Dataset records
____________________

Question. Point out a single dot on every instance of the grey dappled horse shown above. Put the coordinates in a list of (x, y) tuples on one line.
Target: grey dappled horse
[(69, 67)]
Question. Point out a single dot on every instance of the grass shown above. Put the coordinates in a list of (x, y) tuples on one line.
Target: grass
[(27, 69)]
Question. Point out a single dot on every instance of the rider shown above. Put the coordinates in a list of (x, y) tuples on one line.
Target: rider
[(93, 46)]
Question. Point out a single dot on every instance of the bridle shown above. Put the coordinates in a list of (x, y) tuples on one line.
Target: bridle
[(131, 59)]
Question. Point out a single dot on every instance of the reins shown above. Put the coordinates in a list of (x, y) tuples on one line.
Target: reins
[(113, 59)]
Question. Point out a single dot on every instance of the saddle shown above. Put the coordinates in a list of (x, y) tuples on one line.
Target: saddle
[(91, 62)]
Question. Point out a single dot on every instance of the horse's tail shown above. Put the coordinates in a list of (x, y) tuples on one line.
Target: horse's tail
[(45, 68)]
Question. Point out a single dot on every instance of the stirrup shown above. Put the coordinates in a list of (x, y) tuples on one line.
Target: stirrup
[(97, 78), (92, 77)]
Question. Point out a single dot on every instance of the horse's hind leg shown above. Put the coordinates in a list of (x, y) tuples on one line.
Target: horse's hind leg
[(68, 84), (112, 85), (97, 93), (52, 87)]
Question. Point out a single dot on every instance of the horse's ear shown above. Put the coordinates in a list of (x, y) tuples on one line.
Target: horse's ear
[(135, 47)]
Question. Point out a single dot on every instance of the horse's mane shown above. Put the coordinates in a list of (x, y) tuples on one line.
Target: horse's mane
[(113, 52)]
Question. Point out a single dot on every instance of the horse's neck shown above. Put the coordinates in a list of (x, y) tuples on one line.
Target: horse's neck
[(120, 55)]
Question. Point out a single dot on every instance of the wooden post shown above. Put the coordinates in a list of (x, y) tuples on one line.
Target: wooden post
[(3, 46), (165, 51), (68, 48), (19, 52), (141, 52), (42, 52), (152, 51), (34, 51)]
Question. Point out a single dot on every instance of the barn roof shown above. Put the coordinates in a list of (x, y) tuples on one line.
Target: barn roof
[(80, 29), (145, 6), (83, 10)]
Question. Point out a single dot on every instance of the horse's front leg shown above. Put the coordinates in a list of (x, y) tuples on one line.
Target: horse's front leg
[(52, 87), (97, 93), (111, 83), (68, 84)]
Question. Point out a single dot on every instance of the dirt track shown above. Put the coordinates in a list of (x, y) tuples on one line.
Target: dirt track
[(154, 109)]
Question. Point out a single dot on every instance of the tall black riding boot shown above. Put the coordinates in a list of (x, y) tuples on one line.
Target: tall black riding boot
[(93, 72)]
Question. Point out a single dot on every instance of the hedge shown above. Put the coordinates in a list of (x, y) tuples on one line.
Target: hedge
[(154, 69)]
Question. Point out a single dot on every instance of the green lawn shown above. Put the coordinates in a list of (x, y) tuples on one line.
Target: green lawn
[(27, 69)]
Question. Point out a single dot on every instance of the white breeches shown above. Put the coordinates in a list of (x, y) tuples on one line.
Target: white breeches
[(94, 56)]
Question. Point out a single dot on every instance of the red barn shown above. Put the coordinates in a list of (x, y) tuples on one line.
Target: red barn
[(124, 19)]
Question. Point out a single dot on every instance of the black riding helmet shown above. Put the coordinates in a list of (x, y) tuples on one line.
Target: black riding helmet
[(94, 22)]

____________________

Task objective - Write out the material word for word from the line with "the horse's neck" to the line with "[(154, 69)]", including both of those lines and nothing else.

Complete answer -
Question. Point out a single dot on every instance of the horse's neck shown above. Put the coordinates in a list of (x, y) tuples on one line.
Target: horse's neck
[(120, 55)]
Question. Point out a single dot on every instance of the wooden post shown above. Put the coordinates in a list of (x, y) tuples on one line.
Target: wooden post
[(3, 46), (165, 51), (68, 48), (19, 52), (141, 52), (42, 52), (152, 51), (34, 51)]
Question. Point out a single dot on every instance of the barn roof shown above. Put the coordinates in a list of (x, y) tuples on one line.
Target: barn roof
[(80, 29), (145, 6), (83, 10)]
Question. Point out a single dot on every instance of the horse's front leg shown above. Put the coordinates in a list of (x, y) tuples on one line.
Target: horse's front leg
[(52, 87), (97, 93), (111, 83), (68, 84)]
Question. Point out a single dot on every instance of the dirt track shown above. Put the coordinates in a list of (x, y) tuples on one line.
Target: dirt track
[(154, 109)]
Question. Point out a single dot on every instance of the tall black riding boot shown above. Put the coordinates in a list of (x, y) tuples on one line.
Target: tall black riding boot
[(93, 72)]
Question. Point out a single dot on every instance of the hedge shown above. Put the coordinates in a list of (x, y) tuples on one line.
Target: hedge
[(154, 69)]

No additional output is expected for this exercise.